Top of Recorded information

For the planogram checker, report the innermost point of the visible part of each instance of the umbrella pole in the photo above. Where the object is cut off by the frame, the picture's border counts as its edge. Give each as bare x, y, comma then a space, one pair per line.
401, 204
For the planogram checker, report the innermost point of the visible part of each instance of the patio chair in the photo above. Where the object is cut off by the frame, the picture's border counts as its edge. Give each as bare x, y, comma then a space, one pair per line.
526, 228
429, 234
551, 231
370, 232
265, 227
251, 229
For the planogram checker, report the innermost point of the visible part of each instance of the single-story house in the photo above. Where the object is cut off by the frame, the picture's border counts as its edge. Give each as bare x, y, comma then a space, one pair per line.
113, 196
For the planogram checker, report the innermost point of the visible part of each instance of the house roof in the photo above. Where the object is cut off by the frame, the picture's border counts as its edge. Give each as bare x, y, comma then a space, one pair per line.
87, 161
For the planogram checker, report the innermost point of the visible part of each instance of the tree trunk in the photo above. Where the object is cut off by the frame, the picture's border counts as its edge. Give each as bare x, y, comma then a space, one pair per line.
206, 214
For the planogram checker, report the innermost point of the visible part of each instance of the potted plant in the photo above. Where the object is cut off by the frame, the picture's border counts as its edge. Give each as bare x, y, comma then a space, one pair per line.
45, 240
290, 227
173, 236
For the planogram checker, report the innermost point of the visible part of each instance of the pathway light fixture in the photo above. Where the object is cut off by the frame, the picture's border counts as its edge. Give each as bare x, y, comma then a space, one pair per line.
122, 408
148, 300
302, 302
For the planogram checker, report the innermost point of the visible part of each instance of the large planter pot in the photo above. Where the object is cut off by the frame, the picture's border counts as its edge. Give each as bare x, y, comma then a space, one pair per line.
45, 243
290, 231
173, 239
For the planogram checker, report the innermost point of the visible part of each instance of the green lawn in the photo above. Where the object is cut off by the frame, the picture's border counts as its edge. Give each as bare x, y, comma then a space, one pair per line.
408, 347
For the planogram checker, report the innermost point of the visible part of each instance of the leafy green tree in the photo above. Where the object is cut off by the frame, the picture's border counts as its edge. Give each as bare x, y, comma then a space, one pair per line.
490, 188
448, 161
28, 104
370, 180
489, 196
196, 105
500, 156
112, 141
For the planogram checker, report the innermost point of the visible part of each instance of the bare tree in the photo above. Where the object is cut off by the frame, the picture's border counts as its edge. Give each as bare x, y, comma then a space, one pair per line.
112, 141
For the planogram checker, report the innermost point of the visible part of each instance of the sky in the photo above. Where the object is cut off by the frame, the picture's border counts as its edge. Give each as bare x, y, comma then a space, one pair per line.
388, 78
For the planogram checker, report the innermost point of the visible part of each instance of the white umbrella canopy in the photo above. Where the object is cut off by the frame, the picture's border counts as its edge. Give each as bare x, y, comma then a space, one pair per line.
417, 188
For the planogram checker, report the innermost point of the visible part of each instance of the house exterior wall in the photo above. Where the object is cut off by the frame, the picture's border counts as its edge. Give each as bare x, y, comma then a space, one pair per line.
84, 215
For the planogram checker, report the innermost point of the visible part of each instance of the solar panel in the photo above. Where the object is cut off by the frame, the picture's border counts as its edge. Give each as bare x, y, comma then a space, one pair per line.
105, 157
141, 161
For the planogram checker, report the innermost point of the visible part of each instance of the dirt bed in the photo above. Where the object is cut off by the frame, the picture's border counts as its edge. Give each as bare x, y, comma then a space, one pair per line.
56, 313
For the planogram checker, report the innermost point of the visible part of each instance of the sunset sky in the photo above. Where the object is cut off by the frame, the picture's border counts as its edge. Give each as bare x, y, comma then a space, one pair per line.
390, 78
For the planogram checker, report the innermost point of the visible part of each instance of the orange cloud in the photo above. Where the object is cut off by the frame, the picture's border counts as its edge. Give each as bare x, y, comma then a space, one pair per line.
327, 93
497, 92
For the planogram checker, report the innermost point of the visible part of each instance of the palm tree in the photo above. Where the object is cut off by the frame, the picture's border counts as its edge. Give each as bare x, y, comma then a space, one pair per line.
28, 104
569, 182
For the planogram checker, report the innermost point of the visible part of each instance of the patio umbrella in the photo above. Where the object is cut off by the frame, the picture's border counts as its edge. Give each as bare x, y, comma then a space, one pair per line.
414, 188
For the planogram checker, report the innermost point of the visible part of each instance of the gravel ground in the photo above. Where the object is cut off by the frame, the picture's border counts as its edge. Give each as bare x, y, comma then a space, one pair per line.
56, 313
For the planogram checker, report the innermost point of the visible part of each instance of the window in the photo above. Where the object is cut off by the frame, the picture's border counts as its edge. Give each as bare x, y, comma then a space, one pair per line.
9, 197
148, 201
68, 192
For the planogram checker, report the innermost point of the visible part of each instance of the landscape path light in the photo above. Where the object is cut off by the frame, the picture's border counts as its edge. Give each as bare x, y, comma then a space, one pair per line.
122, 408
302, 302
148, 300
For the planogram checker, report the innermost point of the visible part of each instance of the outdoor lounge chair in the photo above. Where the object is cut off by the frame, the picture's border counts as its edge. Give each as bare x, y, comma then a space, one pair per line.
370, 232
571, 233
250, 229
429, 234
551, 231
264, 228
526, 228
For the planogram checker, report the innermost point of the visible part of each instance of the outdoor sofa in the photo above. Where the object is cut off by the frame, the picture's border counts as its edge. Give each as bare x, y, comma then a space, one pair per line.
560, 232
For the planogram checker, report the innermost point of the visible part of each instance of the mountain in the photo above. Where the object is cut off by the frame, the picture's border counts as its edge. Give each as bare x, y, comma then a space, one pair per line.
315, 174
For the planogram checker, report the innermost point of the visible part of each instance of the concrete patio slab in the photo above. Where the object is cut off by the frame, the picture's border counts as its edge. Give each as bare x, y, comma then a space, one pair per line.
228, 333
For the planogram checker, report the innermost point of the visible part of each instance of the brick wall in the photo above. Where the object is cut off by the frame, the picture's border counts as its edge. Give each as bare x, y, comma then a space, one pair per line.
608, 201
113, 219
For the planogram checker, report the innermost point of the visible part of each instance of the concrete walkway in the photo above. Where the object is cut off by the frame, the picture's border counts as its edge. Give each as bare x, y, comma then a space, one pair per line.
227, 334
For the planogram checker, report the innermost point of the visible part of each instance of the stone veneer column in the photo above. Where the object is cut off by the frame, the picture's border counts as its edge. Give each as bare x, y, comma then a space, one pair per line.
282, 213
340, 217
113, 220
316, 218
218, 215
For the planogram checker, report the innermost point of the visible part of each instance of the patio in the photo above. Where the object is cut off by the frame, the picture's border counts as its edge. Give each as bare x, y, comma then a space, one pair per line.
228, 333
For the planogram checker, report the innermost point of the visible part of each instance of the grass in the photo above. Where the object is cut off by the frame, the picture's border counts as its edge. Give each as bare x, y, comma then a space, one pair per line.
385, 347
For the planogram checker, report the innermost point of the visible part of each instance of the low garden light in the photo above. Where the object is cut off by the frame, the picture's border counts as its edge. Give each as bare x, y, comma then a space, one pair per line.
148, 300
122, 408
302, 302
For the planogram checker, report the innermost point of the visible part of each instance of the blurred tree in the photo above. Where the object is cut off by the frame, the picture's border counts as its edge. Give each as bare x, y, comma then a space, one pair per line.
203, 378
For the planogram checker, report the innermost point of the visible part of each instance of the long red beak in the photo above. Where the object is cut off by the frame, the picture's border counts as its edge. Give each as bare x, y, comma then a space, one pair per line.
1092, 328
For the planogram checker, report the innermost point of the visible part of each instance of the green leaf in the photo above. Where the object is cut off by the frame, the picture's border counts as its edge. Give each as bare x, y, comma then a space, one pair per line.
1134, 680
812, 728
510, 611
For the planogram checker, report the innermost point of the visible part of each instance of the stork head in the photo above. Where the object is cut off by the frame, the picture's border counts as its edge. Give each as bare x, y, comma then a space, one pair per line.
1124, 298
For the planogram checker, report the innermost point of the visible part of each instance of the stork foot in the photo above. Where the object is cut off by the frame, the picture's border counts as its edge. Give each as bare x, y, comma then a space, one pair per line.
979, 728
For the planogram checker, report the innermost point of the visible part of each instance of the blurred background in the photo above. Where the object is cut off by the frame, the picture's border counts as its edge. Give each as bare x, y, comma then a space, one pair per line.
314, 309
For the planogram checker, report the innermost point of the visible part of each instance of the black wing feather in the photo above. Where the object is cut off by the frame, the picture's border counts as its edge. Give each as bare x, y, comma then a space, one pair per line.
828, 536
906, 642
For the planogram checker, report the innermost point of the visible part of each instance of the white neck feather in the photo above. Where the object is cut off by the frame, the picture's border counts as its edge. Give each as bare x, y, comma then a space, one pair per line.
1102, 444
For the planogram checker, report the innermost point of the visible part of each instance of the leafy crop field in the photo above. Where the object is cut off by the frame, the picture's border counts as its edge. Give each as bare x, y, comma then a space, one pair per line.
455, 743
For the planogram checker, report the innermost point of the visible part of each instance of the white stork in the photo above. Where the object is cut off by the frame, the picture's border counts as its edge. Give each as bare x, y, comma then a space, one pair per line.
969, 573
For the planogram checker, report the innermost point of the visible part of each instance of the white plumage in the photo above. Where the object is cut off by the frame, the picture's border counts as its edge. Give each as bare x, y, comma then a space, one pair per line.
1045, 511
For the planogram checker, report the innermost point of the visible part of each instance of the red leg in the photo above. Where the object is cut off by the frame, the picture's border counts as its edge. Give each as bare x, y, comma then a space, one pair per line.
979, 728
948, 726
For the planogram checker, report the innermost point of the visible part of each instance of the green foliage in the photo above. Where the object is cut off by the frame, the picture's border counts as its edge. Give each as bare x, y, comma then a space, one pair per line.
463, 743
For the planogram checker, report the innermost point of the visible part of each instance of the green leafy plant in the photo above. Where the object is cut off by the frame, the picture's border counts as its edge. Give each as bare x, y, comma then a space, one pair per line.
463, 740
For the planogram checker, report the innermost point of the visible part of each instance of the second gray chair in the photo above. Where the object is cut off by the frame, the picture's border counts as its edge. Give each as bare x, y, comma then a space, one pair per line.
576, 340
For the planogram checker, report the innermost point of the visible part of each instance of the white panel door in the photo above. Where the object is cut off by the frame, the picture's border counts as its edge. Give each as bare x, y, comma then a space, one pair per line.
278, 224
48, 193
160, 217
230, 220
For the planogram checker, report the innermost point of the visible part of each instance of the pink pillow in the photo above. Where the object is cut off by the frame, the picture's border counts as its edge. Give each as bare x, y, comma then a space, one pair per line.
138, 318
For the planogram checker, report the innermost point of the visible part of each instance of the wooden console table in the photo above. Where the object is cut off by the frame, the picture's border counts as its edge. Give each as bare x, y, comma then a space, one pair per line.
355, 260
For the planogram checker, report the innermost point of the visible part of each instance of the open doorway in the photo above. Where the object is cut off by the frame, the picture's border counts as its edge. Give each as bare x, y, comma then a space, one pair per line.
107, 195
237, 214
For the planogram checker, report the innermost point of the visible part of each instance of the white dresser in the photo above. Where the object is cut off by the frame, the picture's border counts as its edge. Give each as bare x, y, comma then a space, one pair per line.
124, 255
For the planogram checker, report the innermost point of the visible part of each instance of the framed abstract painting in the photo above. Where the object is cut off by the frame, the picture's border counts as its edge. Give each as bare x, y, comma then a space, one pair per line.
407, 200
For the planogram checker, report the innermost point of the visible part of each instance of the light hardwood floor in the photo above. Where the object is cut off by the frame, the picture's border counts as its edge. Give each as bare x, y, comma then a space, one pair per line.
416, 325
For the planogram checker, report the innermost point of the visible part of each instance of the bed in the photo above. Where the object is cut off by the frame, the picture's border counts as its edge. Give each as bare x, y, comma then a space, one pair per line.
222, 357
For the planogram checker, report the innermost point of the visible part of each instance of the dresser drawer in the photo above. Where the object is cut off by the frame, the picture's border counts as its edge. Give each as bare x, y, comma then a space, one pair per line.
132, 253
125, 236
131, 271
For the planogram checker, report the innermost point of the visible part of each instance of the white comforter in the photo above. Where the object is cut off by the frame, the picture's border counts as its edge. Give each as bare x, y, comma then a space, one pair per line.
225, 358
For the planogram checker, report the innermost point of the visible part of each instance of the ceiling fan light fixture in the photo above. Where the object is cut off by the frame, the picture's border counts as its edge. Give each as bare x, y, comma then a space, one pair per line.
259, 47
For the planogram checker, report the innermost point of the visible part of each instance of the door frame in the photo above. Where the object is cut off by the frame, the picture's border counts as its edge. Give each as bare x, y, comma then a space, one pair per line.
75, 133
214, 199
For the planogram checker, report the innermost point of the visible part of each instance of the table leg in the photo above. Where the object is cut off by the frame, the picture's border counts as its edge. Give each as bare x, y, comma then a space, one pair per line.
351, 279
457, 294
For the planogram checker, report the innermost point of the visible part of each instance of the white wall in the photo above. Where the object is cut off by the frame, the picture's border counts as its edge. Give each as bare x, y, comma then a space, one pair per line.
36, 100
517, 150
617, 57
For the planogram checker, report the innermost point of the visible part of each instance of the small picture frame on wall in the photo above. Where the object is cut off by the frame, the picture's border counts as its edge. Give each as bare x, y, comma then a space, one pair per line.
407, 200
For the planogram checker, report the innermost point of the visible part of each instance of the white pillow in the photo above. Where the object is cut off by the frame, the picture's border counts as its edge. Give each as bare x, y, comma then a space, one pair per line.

Bottom of Recorded information

→ **What you will do**
Would you copy out exactly the lines from the one holding "of the small" through the end of the entries above, both ends included?

→ **Response box**
For the planogram checker, report the innermost point of the visible part of each instance of the small picture frame on wall in the photo above. Where the object is cut off by the frame, the picture's border counts as its edge. Give each as bare x, y, comma then a space, one pair per line.
407, 200
For the planogram checker, report the innermost point of the visible part of each instance of the white pillow in the photo above. Where the object is cut off by the frame, the picture's border counts as its edge. Give each as bare x, y, comma then a space, one pair per line.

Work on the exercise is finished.